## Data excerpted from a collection
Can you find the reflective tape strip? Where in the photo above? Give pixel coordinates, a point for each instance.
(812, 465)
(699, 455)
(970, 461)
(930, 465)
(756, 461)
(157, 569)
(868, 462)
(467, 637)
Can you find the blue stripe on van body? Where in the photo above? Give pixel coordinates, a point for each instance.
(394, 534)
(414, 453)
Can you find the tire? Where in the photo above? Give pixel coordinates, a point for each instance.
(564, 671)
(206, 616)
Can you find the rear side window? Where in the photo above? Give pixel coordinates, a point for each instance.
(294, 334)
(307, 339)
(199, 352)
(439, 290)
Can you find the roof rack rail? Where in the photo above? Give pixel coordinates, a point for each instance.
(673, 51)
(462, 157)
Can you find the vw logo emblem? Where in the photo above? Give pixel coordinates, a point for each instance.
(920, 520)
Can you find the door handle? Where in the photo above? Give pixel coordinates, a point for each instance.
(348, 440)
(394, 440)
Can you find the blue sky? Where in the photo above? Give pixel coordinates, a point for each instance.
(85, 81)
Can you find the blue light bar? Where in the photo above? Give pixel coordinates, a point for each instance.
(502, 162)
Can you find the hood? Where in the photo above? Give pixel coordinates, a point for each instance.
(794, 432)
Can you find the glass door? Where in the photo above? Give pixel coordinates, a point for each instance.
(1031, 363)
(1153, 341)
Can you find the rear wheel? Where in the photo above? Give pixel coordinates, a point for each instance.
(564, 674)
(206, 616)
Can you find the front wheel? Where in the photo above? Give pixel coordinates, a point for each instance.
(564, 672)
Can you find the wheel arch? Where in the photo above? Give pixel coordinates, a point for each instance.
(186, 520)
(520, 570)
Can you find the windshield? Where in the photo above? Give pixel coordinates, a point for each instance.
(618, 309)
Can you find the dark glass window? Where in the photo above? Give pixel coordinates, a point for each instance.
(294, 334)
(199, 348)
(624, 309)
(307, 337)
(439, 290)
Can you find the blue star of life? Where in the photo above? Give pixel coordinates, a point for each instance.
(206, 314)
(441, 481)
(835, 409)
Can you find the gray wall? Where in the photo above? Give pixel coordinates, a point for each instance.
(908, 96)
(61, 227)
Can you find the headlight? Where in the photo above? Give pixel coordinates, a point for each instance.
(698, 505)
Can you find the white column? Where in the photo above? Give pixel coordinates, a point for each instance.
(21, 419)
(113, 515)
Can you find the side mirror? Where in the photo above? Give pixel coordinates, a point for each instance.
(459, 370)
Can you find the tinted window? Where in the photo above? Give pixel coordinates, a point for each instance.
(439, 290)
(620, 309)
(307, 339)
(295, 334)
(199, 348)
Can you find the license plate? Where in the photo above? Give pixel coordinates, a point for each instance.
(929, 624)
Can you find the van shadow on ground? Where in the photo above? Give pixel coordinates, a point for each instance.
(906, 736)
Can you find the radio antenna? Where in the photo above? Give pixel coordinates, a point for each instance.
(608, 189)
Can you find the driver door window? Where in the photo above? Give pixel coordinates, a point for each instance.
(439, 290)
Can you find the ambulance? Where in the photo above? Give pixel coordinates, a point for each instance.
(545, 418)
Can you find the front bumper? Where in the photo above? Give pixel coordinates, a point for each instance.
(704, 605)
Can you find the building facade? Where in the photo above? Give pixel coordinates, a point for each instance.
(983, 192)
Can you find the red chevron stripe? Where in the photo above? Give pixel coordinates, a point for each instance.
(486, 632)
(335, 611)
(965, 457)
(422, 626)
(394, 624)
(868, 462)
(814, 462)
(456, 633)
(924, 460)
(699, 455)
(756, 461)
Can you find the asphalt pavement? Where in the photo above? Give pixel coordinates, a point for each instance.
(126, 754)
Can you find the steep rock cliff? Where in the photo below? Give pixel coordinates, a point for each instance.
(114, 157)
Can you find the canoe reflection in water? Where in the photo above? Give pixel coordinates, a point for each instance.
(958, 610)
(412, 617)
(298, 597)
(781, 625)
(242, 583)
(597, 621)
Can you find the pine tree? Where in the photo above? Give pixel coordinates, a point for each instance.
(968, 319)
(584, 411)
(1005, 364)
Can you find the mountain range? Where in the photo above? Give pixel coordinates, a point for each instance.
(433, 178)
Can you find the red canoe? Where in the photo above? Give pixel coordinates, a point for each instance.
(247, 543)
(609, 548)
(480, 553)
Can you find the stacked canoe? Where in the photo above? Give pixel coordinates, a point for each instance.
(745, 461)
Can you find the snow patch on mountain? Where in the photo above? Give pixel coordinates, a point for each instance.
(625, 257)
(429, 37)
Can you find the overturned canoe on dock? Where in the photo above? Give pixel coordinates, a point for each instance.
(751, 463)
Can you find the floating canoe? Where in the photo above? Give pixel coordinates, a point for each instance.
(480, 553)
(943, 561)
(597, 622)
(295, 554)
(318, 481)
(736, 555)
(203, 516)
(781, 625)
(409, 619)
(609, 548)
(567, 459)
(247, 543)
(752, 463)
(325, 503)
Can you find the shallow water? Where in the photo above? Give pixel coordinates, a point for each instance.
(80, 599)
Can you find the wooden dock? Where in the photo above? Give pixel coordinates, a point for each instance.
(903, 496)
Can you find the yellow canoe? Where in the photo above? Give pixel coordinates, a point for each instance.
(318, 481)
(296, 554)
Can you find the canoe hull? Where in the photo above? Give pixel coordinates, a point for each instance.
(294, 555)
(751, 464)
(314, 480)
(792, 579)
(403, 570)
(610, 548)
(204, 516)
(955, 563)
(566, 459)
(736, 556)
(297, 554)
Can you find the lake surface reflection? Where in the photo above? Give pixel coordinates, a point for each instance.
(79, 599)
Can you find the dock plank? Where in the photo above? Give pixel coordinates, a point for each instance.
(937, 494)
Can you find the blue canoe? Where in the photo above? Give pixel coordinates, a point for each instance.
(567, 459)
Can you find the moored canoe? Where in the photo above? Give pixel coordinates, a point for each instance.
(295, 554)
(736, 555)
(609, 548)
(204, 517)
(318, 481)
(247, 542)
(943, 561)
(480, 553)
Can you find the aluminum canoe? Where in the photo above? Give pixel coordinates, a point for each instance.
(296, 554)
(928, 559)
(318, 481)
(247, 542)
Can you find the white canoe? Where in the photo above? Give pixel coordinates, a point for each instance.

## THE EXERCISE
Rewrite the part of the data that opens with the line containing "Can you find the aluminum" and runs through the end of the data, changing "white canoe" to "red canoe" and keeping everything else the same.

## OUTPUT OF THE EXERCISE
Can you find the aluminum canoe? Where in the photo above? Give pixel coordinates, a point for each instance.
(296, 554)
(928, 559)
(318, 481)
(247, 542)
Can you find the red canoe? Where in the photo above? Give pixel coordinates, a point for each instance.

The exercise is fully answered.